▶ [Zu erledigen] Schreib alle Zeilen unten vollständig ab, auch die ohne Koordinaten, und skaliere dabei jede Eckkoordinate mit dem Faktor 2,1. Runde auf ganze Zahlen, bei ,5 wird aufgerundet.

▶ [Datenauszug]

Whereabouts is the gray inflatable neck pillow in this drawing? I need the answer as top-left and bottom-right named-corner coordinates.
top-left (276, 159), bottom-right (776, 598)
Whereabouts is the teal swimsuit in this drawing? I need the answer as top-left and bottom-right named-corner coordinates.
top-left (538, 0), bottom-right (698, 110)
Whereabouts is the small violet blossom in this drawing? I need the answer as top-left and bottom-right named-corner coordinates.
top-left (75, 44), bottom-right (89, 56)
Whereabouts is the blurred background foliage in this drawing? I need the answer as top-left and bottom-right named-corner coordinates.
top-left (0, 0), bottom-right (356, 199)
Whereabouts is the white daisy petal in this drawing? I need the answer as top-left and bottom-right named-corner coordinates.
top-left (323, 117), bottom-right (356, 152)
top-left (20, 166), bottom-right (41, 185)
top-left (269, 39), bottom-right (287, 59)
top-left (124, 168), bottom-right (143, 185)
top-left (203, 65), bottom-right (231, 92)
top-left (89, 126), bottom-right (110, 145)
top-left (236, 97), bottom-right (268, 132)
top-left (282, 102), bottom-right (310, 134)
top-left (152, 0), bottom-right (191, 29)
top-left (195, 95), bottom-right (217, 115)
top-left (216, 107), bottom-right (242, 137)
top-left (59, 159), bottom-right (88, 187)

▶ [Ergebnis]
Whereabouts is the gray inflatable neck pillow in this drawing? I need the answer as top-left and bottom-right named-corner coordinates.
top-left (580, 334), bottom-right (1630, 1256)
Whereabouts is the teal swimsuit in this drawing? I need the answer as top-left and bottom-right named-corner coordinates.
top-left (1130, 0), bottom-right (1466, 231)
Whereabouts is the small violet blossom in this drawing? I need the answer as top-left and bottom-right named-corner coordinates.
top-left (158, 92), bottom-right (187, 118)
Whereabouts is the blurred background foliage in this drawing? I need the answer as top-left and bottom-right named-corner coordinates.
top-left (0, 0), bottom-right (748, 418)
Whereabouts is the white daisy petal in this drawing? I need the answer as top-left and bottom-right named-corner coordinates.
top-left (678, 246), bottom-right (748, 319)
top-left (42, 349), bottom-right (86, 389)
top-left (565, 82), bottom-right (603, 124)
top-left (260, 353), bottom-right (300, 389)
top-left (426, 137), bottom-right (485, 193)
top-left (187, 265), bottom-right (231, 305)
top-left (496, 204), bottom-right (563, 277)
top-left (592, 214), bottom-right (651, 281)
top-left (319, 0), bottom-right (401, 61)
top-left (410, 200), bottom-right (456, 242)
top-left (454, 225), bottom-right (508, 288)
top-left (124, 334), bottom-right (185, 393)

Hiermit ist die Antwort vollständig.